**PROBLEM REQUIREMENTS**
Rewrite only the part that opens with the line containing "Expected: for each instance of the x-ray image" and closes with the line containing "Expected: for each instance of the distant buildings", replacing "pointer" with "marker" and keeping everything else unchanged.

**DATA IN THIS EXERCISE**
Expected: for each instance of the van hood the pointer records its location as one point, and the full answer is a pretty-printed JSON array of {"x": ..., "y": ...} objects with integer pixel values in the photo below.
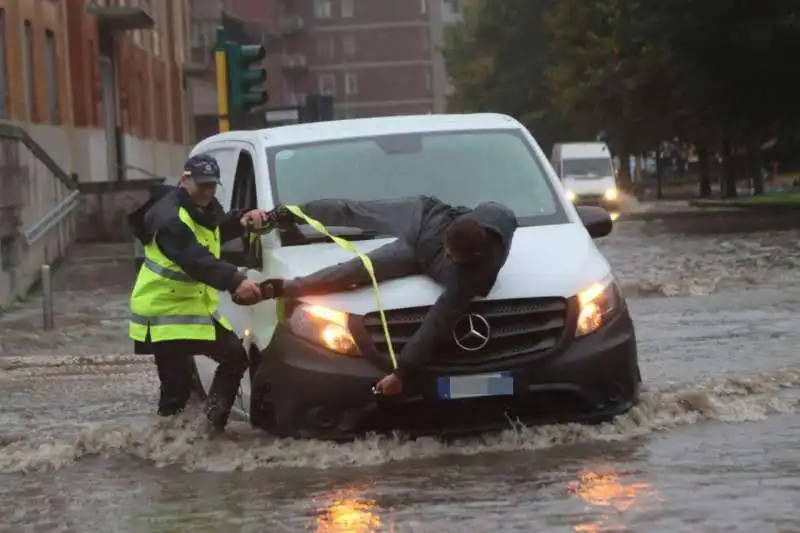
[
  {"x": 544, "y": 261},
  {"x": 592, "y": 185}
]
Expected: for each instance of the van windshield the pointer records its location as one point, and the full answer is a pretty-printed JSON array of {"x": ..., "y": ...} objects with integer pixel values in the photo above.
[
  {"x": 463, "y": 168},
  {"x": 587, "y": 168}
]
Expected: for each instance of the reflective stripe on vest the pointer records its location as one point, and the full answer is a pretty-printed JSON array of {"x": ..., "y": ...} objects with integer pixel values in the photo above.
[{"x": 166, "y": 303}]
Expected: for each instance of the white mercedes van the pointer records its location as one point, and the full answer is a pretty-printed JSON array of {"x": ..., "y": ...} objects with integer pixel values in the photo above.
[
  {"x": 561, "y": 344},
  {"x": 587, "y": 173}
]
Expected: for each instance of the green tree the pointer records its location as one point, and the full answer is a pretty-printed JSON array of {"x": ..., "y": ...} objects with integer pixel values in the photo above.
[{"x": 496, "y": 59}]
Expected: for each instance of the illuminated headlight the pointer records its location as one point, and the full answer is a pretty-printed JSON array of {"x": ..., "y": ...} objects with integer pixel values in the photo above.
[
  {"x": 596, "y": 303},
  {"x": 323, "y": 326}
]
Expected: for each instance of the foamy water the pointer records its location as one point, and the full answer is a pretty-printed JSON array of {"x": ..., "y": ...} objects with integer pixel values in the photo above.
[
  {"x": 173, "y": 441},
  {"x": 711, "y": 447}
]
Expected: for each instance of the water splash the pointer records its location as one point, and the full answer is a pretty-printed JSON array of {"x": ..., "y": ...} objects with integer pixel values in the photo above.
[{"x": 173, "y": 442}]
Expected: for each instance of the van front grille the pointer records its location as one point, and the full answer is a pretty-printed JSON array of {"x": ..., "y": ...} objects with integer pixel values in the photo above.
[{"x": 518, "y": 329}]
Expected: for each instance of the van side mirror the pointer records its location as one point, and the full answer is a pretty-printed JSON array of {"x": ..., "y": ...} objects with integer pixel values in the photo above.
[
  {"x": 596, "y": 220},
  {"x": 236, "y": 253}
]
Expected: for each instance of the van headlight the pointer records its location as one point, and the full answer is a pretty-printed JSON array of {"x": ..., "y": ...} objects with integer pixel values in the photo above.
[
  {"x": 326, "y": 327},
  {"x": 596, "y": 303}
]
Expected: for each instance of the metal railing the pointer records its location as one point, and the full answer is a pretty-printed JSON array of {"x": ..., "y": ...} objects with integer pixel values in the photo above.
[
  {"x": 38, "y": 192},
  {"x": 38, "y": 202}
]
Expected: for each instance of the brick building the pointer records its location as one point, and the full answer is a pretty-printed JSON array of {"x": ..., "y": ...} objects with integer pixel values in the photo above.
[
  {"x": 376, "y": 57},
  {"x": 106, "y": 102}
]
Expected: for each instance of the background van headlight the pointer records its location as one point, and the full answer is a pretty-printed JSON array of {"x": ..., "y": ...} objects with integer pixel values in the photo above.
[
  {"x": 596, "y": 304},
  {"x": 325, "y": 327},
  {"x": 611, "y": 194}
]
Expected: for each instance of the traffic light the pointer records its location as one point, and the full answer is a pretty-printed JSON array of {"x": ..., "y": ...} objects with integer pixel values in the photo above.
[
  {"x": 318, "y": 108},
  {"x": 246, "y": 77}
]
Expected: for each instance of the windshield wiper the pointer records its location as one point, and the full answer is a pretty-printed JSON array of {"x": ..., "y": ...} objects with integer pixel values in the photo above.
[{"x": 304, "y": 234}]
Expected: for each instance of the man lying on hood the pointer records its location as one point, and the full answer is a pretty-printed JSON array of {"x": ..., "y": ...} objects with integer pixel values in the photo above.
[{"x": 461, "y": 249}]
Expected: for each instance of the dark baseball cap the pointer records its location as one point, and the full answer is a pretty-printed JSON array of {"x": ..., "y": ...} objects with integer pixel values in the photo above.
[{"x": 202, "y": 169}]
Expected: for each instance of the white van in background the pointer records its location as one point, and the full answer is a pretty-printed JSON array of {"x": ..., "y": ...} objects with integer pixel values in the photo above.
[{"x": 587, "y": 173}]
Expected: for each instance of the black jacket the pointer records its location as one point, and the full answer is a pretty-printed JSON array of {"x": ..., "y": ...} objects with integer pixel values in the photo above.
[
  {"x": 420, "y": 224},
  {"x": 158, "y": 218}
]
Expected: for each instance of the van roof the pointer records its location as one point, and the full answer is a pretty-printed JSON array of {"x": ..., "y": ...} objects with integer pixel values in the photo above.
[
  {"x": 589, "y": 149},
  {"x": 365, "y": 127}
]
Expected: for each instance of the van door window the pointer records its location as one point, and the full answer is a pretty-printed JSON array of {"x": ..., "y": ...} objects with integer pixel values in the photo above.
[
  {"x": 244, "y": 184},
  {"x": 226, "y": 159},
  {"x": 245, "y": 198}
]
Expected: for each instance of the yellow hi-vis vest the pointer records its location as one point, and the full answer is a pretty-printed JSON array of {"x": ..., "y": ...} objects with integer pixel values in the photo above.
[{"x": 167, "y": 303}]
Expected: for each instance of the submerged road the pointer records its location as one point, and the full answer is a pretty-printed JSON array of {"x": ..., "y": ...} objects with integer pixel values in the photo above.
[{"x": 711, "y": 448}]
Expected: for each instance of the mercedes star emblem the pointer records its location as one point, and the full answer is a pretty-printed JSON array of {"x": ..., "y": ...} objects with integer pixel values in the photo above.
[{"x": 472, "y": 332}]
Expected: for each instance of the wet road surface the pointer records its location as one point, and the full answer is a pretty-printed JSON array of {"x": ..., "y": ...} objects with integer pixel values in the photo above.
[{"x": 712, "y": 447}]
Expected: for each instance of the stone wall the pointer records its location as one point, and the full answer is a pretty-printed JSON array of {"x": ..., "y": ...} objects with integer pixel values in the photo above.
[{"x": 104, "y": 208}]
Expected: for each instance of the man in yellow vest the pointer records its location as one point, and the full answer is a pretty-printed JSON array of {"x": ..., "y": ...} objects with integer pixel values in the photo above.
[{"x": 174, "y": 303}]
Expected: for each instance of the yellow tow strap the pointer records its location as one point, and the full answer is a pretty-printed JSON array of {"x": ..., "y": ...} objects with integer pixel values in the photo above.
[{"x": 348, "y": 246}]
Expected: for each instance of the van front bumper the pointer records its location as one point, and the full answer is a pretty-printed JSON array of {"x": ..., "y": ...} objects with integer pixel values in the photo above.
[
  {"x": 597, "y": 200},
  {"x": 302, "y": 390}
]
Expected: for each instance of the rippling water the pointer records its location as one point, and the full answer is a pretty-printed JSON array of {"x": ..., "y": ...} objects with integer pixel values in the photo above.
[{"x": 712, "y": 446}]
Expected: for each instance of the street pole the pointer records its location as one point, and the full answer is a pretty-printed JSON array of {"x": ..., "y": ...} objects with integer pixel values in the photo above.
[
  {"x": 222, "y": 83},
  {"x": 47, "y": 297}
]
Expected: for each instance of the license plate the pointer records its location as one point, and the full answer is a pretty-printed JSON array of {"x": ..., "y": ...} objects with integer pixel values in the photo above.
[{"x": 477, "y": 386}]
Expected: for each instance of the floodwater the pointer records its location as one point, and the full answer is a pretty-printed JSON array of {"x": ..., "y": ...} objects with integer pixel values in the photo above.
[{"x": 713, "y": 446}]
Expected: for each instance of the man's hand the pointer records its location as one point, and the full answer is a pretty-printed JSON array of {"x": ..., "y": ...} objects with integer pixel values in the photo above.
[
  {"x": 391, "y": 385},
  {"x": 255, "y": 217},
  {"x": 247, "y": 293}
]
--
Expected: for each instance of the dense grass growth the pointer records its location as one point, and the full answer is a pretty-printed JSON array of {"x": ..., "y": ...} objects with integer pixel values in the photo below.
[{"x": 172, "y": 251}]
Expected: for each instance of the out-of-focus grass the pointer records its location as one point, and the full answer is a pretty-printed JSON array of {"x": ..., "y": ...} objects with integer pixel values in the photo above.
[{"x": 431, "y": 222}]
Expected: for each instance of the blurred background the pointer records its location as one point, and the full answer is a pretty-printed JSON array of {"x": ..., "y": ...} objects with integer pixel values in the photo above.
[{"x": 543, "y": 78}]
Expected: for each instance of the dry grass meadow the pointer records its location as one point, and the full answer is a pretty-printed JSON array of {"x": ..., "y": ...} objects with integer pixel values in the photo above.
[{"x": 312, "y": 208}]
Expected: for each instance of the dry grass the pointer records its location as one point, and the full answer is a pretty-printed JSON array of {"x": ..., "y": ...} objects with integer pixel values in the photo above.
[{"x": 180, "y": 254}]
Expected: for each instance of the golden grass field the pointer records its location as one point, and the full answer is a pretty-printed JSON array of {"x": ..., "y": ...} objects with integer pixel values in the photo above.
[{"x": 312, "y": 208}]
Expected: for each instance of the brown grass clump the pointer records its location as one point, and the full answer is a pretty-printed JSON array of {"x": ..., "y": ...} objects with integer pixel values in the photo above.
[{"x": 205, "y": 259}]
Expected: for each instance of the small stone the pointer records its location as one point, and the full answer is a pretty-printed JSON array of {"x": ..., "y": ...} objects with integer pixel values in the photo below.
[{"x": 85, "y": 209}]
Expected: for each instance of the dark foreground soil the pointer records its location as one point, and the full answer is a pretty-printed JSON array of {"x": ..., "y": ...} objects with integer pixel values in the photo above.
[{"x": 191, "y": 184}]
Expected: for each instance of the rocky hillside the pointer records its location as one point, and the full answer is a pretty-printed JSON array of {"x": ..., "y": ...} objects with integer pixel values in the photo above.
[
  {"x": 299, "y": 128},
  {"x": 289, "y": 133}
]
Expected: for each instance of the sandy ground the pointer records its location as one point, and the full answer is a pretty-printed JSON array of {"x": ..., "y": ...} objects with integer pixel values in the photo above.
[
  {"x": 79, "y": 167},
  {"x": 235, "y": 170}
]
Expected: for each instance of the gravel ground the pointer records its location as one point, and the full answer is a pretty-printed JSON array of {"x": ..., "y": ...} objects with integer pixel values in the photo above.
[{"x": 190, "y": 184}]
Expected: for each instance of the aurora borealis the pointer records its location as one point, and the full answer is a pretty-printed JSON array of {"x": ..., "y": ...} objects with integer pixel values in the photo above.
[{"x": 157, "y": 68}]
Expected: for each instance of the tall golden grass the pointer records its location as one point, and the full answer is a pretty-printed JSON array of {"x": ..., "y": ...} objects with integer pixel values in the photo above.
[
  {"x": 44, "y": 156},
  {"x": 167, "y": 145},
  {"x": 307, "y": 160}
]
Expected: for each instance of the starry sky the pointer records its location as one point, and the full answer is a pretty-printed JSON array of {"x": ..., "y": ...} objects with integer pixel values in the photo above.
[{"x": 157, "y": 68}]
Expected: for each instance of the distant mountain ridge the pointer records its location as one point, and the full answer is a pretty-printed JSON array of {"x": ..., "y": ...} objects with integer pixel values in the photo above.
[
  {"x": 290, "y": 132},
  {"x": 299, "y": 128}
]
---
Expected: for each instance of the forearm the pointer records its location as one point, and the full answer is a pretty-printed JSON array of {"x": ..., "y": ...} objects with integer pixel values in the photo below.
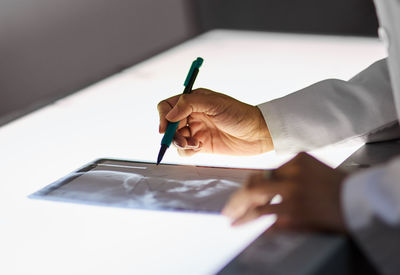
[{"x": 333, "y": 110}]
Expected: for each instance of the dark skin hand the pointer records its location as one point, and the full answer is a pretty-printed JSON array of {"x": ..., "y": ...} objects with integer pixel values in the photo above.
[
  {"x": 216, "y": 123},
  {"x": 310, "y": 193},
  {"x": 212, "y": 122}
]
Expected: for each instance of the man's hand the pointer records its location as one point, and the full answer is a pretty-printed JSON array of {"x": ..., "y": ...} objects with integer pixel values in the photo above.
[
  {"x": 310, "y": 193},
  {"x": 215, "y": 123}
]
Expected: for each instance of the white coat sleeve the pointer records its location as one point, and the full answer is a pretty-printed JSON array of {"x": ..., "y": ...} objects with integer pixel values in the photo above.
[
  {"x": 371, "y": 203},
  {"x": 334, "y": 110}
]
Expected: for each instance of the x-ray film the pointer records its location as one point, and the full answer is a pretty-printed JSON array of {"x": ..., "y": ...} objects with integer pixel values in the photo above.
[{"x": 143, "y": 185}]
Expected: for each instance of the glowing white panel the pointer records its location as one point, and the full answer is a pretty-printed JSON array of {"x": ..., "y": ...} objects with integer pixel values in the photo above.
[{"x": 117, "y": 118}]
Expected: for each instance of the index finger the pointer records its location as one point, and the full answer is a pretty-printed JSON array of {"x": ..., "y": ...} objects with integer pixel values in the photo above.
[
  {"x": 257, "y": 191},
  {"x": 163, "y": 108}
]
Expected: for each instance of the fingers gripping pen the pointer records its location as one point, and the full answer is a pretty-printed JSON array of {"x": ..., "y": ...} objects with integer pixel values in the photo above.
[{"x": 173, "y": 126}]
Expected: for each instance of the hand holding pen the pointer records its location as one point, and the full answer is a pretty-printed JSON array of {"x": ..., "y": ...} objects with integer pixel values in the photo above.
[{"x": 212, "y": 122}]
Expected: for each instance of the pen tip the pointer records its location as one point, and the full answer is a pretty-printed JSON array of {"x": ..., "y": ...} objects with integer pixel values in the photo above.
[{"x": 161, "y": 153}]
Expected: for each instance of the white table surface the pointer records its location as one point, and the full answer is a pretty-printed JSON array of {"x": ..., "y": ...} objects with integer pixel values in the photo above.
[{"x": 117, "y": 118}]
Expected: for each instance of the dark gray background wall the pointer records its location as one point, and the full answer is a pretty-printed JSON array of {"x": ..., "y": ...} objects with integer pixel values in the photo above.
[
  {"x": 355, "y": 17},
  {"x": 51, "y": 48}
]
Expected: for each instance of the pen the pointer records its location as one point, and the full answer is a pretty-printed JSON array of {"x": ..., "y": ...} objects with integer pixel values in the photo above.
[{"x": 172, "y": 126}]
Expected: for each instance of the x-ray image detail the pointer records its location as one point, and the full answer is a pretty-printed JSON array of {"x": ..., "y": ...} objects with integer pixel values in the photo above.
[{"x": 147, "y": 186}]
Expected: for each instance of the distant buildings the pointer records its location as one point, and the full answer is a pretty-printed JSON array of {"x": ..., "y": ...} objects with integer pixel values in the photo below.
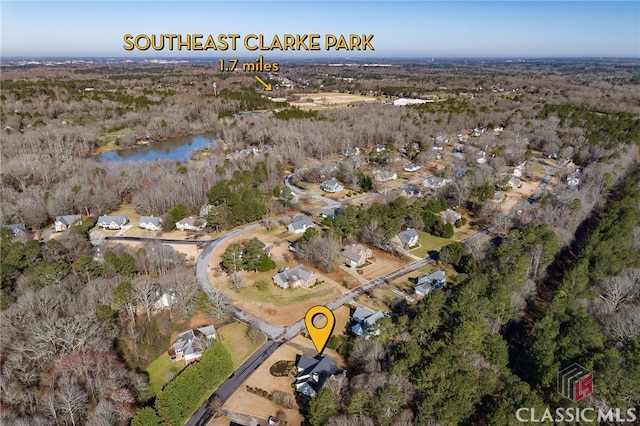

**CORRECT OUTPUT**
Expected: for each instance of the x-ray image detail the marker records its location as one point, and the full answer is a pretty-printed JSON array of {"x": ..., "y": ...} objects with integer pixel values in the photo above.
[{"x": 147, "y": 186}]
Expected: for each instance of the distant buildings the marker records its location as one point, and the full answer is a pretty-printed JSON array of {"x": ..., "y": ...} objects with integer pixel values in the photo below.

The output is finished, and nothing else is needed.